* **Consignes**
A: Indiquez si chacune des affirmations suivantes concorde avec le texte sur les bouquinistes en répondant par oui ou par non, puis citez textuellement les mots décisifs du texte : (i) on compte aujourd'hui 215 bouquinistes le long de la Seine ; (ii) l'alignement de boîtes figure au patrimoine mondial de l'Unesco depuis 1981 ; (iii) sur la rive gauche, les bouquinistes s'échelonnent du pont Marie au quai du Louvre.
B: Reproduisez fidèlement le passage du texte sur les bouquinistes qui va de « On en dénombre » à « cartes de collection. ».

Mes balades dans Paris
L'Île de la Cité : Les bouquinistes
Par temps de pluie, quand la Seine est trouée de gouttes d'eau, il y a des centaines de boîtes étranges accrochées aux parapets des quais de Paris, des boîtes, les unes à côté des autres et qui peuvent intriguer ... Est-ce une installation artistique nouvelle, due à un émule de Christo, qui aurait décidé d'emballer les quais de Paris avec des coffres en bois vert, et non plus, comme jadis, le Pont-Neuf avec de la toile et des cordes ? En vérité, pour bien comprendre ce que font là ces curieuses boîtes vertes, il faut attendre le premier rayon de soleil. Alors, comme par enchantement, sur fond de Conciergerie, de Notre-Dame ou du Châtelet, voilà qu'elles s'ouvrent et se déplient, dévoilant des étalages bariolés, alignant des milliers de livres anciens, d'innombrables couvertures de brochés d'occasion, de multiples gravures, des vues offrant pêle-mêle le Paris du Moyen-Âge et d'autres plus récentes, des portraits photographiques de stars du cinéma des années 1950 à nos jours, ou encore des affiches de films...
Les bouquinistes, propriétaires de ces boîtes magiques, sont là depuis des siècles, animant les trottoirs des quais, tout en faisant le bonheur des amoureux des livres comme des amateurs de clichés touristiques.
On en dénombre aujourd'hui 215, installés sur plus de trois kilomètres le long de la Seine et, depuis 1991 cet alignement de boîtes est inscrit au patrimoine mondial de l'Unesco.
Sur la rive droite, ces "libraires" se succèdent du pont Marie au quai du Louvre et, sur la rive gauche, du quai de la Tournelle au quai Voltaire. Ils exploitent plus de 900 boîtes dans lesquelles sont exposés 300 000 livres anciens et d'occasion, auxquels s'ajoutent un très grand nombre de revues, gravures, estampes, photos, timbres et cartes de collection.

* **Matériel fourni**
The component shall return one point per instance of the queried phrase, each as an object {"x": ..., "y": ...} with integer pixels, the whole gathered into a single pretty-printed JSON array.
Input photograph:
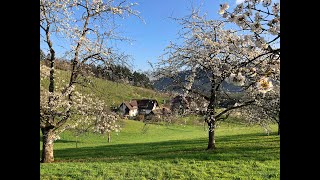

* **Corrigé complet**
A:
(i) Oui : « On en dénombre aujourd'hui 215, installés sur plus de trois kilomètres le long de la Seine ».
(ii) Non : « depuis 1991 cet alignement de boîtes est inscrit au patrimoine mondial de l'Unesco ».
(iii) Non : « sur la rive gauche, du quai de la Tournelle au quai Voltaire ».

B:
On en dénombre aujourd'hui 215, installés sur plus de trois kilomètres le long de la Seine et, depuis 1991 cet alignement de boîtes est inscrit au patrimoine mondial de l'Unesco.
Sur la rive droite, ces "libraires" se succèdent du pont Marie au quai du Louvre et, sur la rive gauche, du quai de la Tournelle au quai Voltaire. Ils exploitent plus de 900 boîtes dans lesquelles sont exposés 300 000 livres anciens et d'occasion, auxquels s'ajoutent un très grand nombre de revues, gravures, estampes, photos, timbres et cartes de collection.